AVAILABLE DATA:
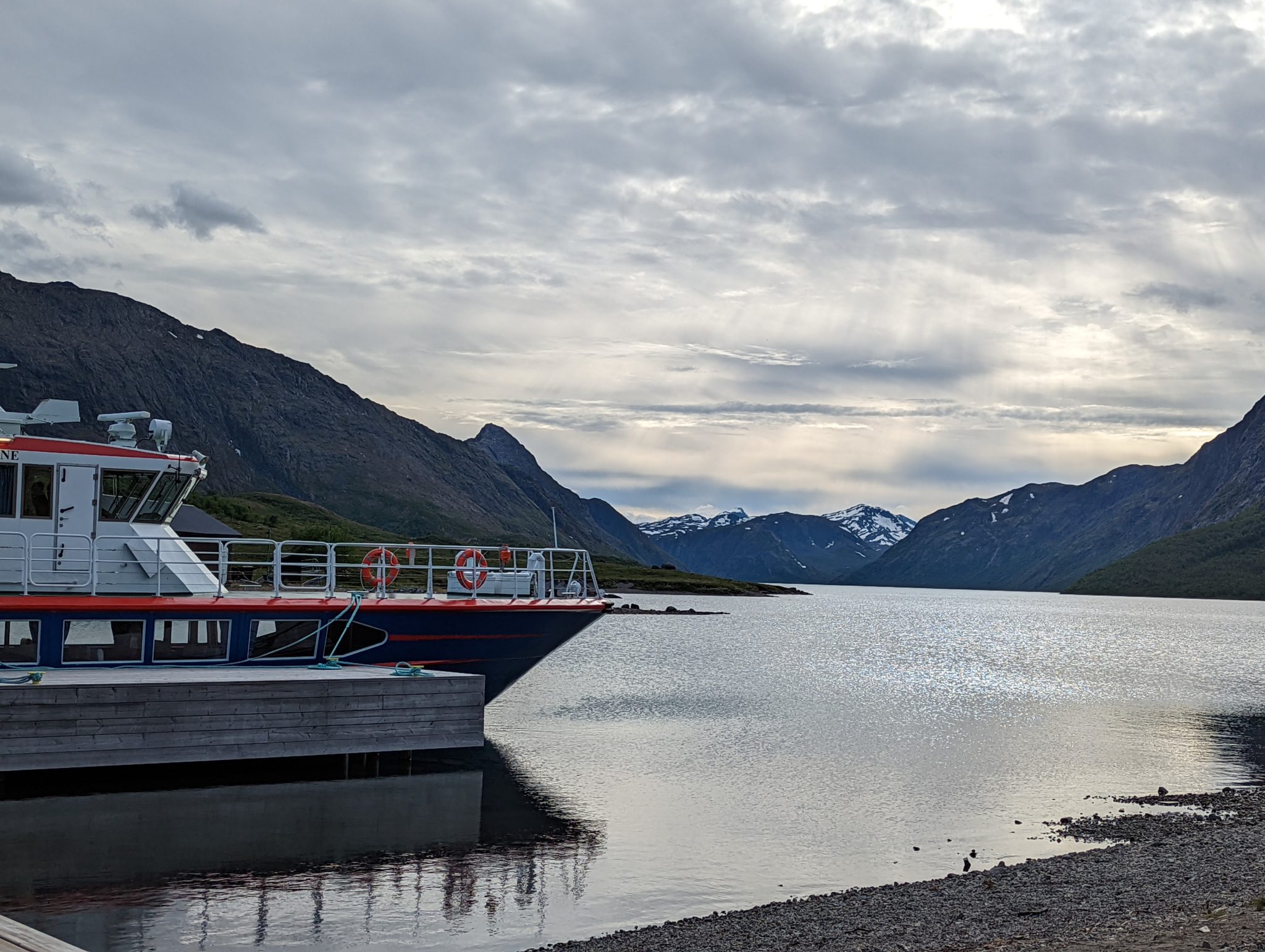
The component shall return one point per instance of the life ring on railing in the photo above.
(468, 578)
(376, 561)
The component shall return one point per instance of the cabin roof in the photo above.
(193, 522)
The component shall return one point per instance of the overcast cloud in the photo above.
(762, 254)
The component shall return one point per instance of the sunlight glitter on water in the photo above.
(665, 766)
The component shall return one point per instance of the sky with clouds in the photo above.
(762, 254)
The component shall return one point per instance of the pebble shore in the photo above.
(1190, 875)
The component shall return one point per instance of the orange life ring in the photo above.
(374, 561)
(467, 577)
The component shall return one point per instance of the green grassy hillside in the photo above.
(630, 577)
(1226, 561)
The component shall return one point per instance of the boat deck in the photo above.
(124, 716)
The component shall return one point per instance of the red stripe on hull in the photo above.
(237, 603)
(457, 638)
(35, 444)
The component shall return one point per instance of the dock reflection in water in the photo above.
(442, 858)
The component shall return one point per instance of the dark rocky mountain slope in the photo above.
(582, 524)
(783, 546)
(270, 424)
(1046, 537)
(1222, 561)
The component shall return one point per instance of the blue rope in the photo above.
(330, 659)
(30, 678)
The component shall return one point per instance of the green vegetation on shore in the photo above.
(272, 516)
(1225, 561)
(630, 577)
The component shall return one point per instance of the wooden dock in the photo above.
(15, 937)
(123, 716)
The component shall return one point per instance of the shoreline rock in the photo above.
(1186, 877)
(671, 610)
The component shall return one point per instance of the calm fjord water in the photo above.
(658, 768)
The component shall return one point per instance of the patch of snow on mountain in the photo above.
(676, 526)
(873, 525)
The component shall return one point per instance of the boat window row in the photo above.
(125, 493)
(175, 640)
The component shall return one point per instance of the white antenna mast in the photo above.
(49, 411)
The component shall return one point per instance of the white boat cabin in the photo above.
(77, 515)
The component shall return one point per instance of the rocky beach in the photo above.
(1175, 873)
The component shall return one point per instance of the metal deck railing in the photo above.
(48, 562)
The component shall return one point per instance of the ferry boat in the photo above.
(93, 574)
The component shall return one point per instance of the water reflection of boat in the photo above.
(461, 836)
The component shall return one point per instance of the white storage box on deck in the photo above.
(497, 583)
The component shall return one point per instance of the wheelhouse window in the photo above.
(170, 491)
(284, 639)
(357, 638)
(19, 643)
(8, 490)
(103, 640)
(122, 492)
(191, 640)
(37, 492)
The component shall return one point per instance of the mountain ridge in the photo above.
(1045, 537)
(269, 422)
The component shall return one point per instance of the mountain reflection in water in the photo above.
(1242, 738)
(458, 845)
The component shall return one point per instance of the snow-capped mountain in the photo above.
(873, 525)
(677, 526)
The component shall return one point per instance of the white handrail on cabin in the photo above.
(113, 564)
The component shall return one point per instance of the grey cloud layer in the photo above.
(198, 213)
(1021, 234)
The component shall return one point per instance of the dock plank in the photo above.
(15, 937)
(130, 716)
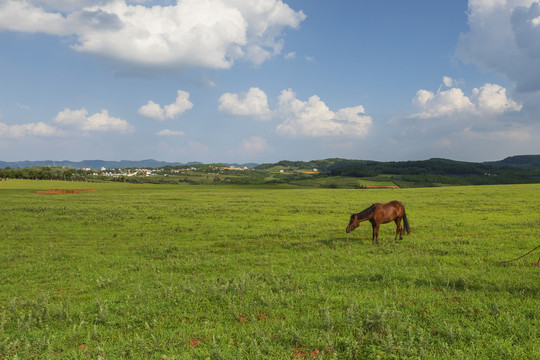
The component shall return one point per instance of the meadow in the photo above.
(142, 271)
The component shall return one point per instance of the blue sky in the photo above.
(266, 80)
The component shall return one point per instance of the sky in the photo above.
(269, 80)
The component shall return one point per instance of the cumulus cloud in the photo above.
(310, 118)
(168, 132)
(487, 100)
(253, 147)
(504, 36)
(29, 129)
(190, 33)
(79, 120)
(253, 103)
(313, 118)
(171, 111)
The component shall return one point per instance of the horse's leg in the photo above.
(398, 229)
(375, 238)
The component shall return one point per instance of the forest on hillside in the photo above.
(333, 172)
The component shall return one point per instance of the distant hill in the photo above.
(98, 164)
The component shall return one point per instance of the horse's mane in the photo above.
(365, 213)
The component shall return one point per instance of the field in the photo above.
(141, 271)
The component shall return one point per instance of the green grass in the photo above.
(228, 272)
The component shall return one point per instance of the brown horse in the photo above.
(378, 214)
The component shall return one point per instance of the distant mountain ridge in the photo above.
(98, 164)
(521, 161)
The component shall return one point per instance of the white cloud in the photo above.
(290, 55)
(487, 100)
(171, 111)
(190, 33)
(492, 99)
(253, 103)
(253, 147)
(168, 132)
(314, 119)
(504, 36)
(443, 103)
(101, 121)
(29, 129)
(448, 81)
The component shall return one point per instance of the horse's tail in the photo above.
(406, 223)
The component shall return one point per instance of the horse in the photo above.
(378, 214)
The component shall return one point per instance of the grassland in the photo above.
(140, 271)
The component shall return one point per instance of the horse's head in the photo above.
(353, 223)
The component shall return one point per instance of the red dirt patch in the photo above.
(60, 192)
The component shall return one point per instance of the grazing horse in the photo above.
(378, 214)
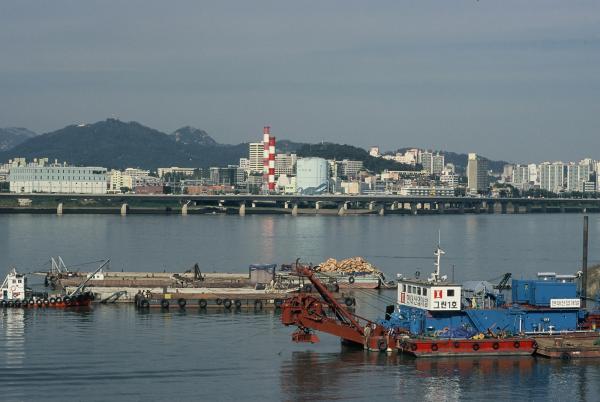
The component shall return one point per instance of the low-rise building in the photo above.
(58, 179)
(424, 191)
(175, 170)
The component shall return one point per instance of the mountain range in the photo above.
(116, 144)
(10, 137)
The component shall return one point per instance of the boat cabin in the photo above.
(13, 287)
(431, 296)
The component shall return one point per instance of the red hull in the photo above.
(467, 347)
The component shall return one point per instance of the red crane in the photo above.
(309, 314)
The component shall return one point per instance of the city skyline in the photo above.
(499, 79)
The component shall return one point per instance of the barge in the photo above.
(433, 317)
(16, 294)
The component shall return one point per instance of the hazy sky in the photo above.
(514, 80)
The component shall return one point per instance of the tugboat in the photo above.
(14, 293)
(434, 317)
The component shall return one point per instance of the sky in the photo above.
(511, 80)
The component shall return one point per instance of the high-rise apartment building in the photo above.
(552, 176)
(427, 161)
(437, 163)
(520, 175)
(477, 174)
(578, 174)
(256, 157)
(285, 164)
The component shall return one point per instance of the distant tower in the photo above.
(271, 177)
(266, 135)
(269, 158)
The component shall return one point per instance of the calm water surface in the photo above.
(117, 353)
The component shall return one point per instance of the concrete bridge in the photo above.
(243, 204)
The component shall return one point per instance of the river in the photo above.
(118, 353)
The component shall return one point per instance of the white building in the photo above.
(312, 175)
(256, 157)
(426, 161)
(449, 178)
(244, 163)
(285, 164)
(351, 168)
(437, 163)
(425, 191)
(552, 176)
(520, 175)
(534, 176)
(477, 174)
(578, 174)
(175, 170)
(58, 179)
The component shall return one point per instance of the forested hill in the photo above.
(339, 152)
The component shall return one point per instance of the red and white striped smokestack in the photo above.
(266, 136)
(271, 163)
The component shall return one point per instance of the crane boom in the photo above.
(307, 312)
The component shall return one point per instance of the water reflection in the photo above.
(309, 375)
(13, 325)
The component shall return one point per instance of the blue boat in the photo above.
(435, 307)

TASK DETAILS:
Copy the material above word for word, omitting the pictures.

OUTPUT:
The component shall return one point per instance of the life ring on railing in the photo above.
(468, 578)
(376, 561)
The component shall return one point per instance of the cabin roof in the photo above.
(193, 522)
The component shall return one point per instance of the overcast cloud in the photo above.
(762, 254)
The component shall return one point per instance of the sunlight glitter on water in the photo above.
(665, 766)
The component shall return one point per instance of the sky with clouds in the photo above.
(762, 254)
The component shall return one point per instance of the pebble shore in the photo above.
(1190, 875)
The component shall return one point per instance of the orange life ring in the photo above.
(374, 561)
(467, 577)
The component shall return one point per instance of the green grassy hillside in the photo above.
(630, 577)
(1226, 561)
The component shall return one point per instance of the boat deck in the photo above.
(124, 716)
The component shall return one point per instance of the red stripe on hull in the photo above.
(237, 603)
(457, 638)
(35, 444)
The component shall return one point per instance of the dock reflection in water in the photo above.
(442, 858)
The component shall return one point per instance of the dark rocky mountain slope in the photo above.
(582, 524)
(783, 546)
(270, 424)
(1046, 537)
(1222, 561)
The component shall return one point per instance of the blue rope in the photo above.
(330, 659)
(30, 678)
The component shall return one point per instance of the green vegetation on shore in the photo above.
(272, 516)
(1225, 561)
(630, 577)
The component shall return one point per instance of the wooden dock in the photo above.
(15, 937)
(123, 716)
The component shall return one point per instance of the shoreline rock in the photo above.
(1186, 877)
(671, 610)
The component shall return one point per instance of the calm fjord water in the photo above.
(658, 768)
The component shall return one point per instance of the patch of snow on mountain in the photo above.
(676, 526)
(873, 525)
The component shall return one point per instance of the boat window row in the photo above.
(125, 493)
(175, 640)
The component shall return one point per instance of the white antenna mast in the photo above.
(49, 411)
The component shall return one point per instance of the white boat cabin in the photo above.
(77, 515)
The component shall return one point per instance of the rocky beach in the photo above.
(1175, 873)
The component shall return one point per instance of the metal deck railing in the photo above.
(48, 562)
The component shall return one point per instance of the ferry boat in the photo above.
(93, 574)
The component shall return one point per instance of the water reflection of boat in the photo above.
(461, 836)
The component shall return one point per instance of the white storage box on deck in the photo above.
(497, 583)
The component shall return one point per instance of the wheelhouse window in the photo above.
(170, 491)
(284, 639)
(357, 638)
(19, 643)
(8, 490)
(103, 640)
(122, 492)
(191, 640)
(37, 492)
The component shall return one point per instance of the mountain ridge in the photo above.
(1045, 537)
(269, 422)
The component shall return one point per instance of the mountain reflection in water in the photo above.
(1242, 738)
(458, 845)
The component shall return one point per instance of the snow-capped mountain in the photo above.
(873, 525)
(677, 526)
The component shall return one point per instance of the white handrail on cabin in the photo above.
(113, 564)
The component shall return one point per instance of the grey cloud layer in the photo above.
(198, 213)
(1021, 234)
The component shall return one point per instance of the dock plank in the photo above.
(15, 937)
(130, 716)
The component shall return one point per instance of the meadow in the photo above.
(142, 271)
The component shall return one point per instance of the blue sky in the photo above.
(266, 80)
The component shall return one point per instance of the sky in the photo above.
(269, 80)
The component shall return one point per instance of the cumulus cloud in the photo above.
(310, 118)
(168, 132)
(487, 100)
(253, 147)
(504, 36)
(29, 129)
(190, 33)
(79, 120)
(253, 103)
(313, 118)
(171, 111)
The component shall return one point per instance of the horse's leg in the photo above.
(398, 229)
(375, 238)
The component shall return one point per instance of the forest on hillside in the photo above.
(333, 172)
The component shall return one point per instance of the distant hill in the photo above.
(98, 164)
The component shall return one point per instance of the horse's mane in the photo above.
(365, 213)
The component shall return one point per instance of the field in the photo above.
(141, 271)
The component shall return one point per instance of the green grass in the photo above.
(228, 272)
The component shall return one point per instance of the brown horse in the photo above.
(378, 214)
The component shall return one point per instance of the distant mountain ridge in the photo above.
(98, 164)
(521, 161)
The component shall return one point per instance of the white cloud in the photo above.
(290, 55)
(487, 100)
(171, 111)
(190, 33)
(492, 99)
(253, 103)
(253, 147)
(168, 132)
(314, 119)
(504, 36)
(443, 103)
(101, 121)
(29, 129)
(448, 81)
The component shall return one point per instance of the horse's tail in the photo above.
(406, 223)
The component shall return one point per instance of the horse in the photo above.
(378, 214)
The component shall return one point per instance of the grassland in the photo above.
(140, 271)
The component shall return one point per instance of the horse's head in the photo above.
(353, 223)
The component shall return one point per instance of the red dirt patch in the photo above.
(60, 192)
The component shall return one point per instance of the grazing horse in the photo above.
(378, 214)
The component shall return one point per instance of the low-rise building in the photo above.
(58, 179)
(424, 191)
(175, 170)
The component shall return one point per instance of the mountain range in the photo above.
(116, 144)
(10, 137)
The component shall return one point per instance of the boat cabin in the photo above.
(13, 287)
(431, 296)
The component shall return one point per instance of the red hull in the photo above.
(467, 347)
The component shall return one point per instance of the red crane in the photo above.
(309, 314)
The component shall return one point per instance of the city skyline in the photo above.
(499, 79)
The component shall return one point per instance of the barge in the photo above.
(433, 317)
(16, 294)
The component shall return one point per instance of the hazy sky in the photo above.
(514, 80)
The component shall return one point per instance of the tugboat in the photo above.
(14, 293)
(434, 317)
The component shall return one point per instance of the sky in the photo above.
(511, 80)
The component shall return one point per instance of the high-rise apartment building in the photo above.
(552, 176)
(427, 161)
(437, 163)
(520, 175)
(477, 174)
(578, 174)
(256, 157)
(285, 164)
The component shall return one point per instance of the distant tower in the photo above.
(271, 177)
(266, 135)
(269, 158)
The component shall return one point per instance of the calm water surface in the photo above.
(117, 353)
The component shall return one point per instance of the concrete bridge in the photo above.
(243, 204)
The component shall return one point per instance of the river in the photo above.
(118, 353)
The component shall return one point per instance of the white building in the photo above.
(312, 175)
(256, 157)
(426, 161)
(449, 178)
(244, 163)
(285, 164)
(351, 168)
(437, 163)
(425, 191)
(552, 176)
(520, 175)
(534, 176)
(477, 174)
(578, 174)
(175, 170)
(58, 179)
The component shall return one point per instance of the forested hill in the photo above.
(339, 152)
The component shall return one point per instance of the red and white striped smokestack in the photo above.
(266, 136)
(271, 163)
The component shall return one point per instance of the crane boom in the photo above.
(307, 312)
The component shall return one point per instance of the water reflection in the photo above.
(309, 375)
(13, 325)
The component shall return one point per instance of the blue boat in the photo above.
(435, 307)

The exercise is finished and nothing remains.